*** DATA IN THIS EXERCISE ***
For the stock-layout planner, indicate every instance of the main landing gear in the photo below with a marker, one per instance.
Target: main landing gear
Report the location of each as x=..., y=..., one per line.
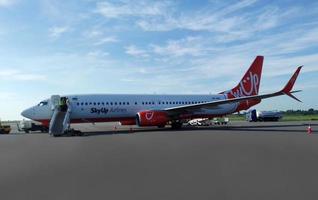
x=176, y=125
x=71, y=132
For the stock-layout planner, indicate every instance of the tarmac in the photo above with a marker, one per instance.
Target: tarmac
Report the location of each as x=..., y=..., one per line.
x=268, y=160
*** End of DATA IN THIS EXERCISE ***
*** DATA IN THIS EXERCISE ***
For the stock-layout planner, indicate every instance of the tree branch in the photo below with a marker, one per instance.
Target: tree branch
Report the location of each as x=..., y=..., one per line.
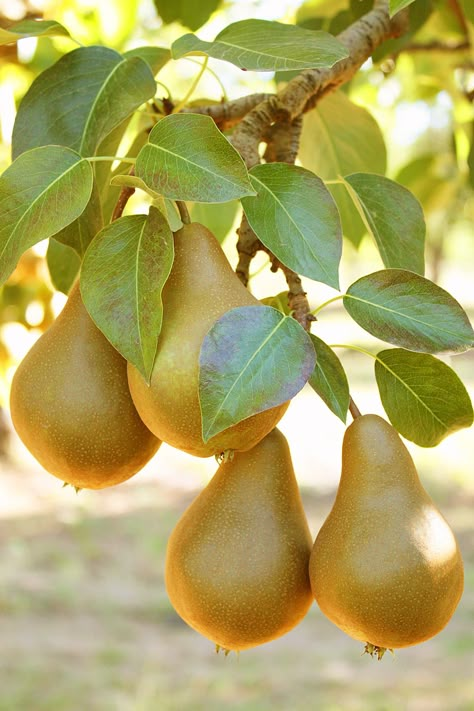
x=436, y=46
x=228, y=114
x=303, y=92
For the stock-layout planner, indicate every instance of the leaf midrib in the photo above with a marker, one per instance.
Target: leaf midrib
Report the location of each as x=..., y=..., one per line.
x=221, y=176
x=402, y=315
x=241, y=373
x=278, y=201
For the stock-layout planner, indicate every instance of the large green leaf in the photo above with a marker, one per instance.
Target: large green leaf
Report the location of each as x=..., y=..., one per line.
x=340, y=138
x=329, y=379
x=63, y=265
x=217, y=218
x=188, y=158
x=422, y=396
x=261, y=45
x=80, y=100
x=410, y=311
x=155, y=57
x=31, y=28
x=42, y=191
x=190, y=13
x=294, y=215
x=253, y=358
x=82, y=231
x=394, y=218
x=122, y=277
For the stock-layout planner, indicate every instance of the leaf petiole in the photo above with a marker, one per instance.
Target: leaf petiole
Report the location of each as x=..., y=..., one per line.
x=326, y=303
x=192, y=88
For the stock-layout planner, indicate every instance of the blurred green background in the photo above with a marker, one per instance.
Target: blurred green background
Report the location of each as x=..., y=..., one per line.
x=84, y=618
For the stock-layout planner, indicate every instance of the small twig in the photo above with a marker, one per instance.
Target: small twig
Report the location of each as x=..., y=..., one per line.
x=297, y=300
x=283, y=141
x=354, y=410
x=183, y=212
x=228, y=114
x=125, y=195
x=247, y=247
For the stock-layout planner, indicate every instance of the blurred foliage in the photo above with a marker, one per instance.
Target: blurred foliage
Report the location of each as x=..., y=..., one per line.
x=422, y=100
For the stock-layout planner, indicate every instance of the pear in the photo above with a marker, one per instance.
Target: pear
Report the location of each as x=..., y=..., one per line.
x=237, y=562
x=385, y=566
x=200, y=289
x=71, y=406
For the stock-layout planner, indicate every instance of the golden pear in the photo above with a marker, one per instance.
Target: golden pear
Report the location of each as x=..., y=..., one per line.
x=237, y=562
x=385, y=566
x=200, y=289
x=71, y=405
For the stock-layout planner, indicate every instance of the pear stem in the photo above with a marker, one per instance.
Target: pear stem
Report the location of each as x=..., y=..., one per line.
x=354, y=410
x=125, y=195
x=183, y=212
*** End of DATA IN THIS EXERCISE ***
Respond with a number only, please: how many lines in this data include the word "petiole".

* **OUTPUT OF THE EXERCISE**:
2